[start of Entries shown]

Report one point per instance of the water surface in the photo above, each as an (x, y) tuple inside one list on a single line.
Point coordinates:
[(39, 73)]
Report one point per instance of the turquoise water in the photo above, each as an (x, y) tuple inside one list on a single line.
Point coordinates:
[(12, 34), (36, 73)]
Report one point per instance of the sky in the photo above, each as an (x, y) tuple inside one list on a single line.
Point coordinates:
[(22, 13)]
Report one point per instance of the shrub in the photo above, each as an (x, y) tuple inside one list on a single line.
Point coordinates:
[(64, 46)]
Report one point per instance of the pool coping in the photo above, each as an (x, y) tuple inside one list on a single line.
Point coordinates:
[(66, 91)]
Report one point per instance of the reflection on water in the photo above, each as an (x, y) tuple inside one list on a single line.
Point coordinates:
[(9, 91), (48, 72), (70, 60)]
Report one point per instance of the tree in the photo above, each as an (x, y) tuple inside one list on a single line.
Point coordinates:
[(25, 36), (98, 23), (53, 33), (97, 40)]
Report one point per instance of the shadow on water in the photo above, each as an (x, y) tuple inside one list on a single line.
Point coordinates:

[end of Entries shown]

» **Task goal**:
Reproduce the lines above with every "single line" replaced by "single row", keeping everything else the same.

» **Task output**:
Report one point per instance of the water surface in the photo above, each as an (x, y) tuple inside one list on a single row.
Point coordinates:
[(39, 73)]
Report one point per instance of the turquoise water in the photo above, each as an (x, y) tuple inside one list on a single row.
Point coordinates:
[(12, 34), (36, 73)]
Report one point per instance of the sky in the photo above, each as an (x, y) tuple inside one list on a single row.
Point coordinates:
[(22, 13)]
Report one point per instance of the shrub in the photo above, each as an (x, y) tuple inside one list on a single row.
Point coordinates:
[(64, 46)]
Report one point per instance of the pool coping in the photo above, each as an (x, y) tuple inside one list on a single row.
Point coordinates:
[(66, 91)]
Report one point per instance of the reflection on water in the photo above, each as an (x, y) tuple inside one list on a single row.
Point coordinates:
[(9, 91), (48, 72), (70, 60)]
Report one point per instance of the tree in the photo above, each as an (x, y) tuple inside one list on a single row.
Point coordinates:
[(25, 36), (98, 23), (53, 33), (97, 40)]
Report one point per instance of the shadow on water in the photo above, each as an (x, y) tuple inside one list on a single row.
Point coordinates:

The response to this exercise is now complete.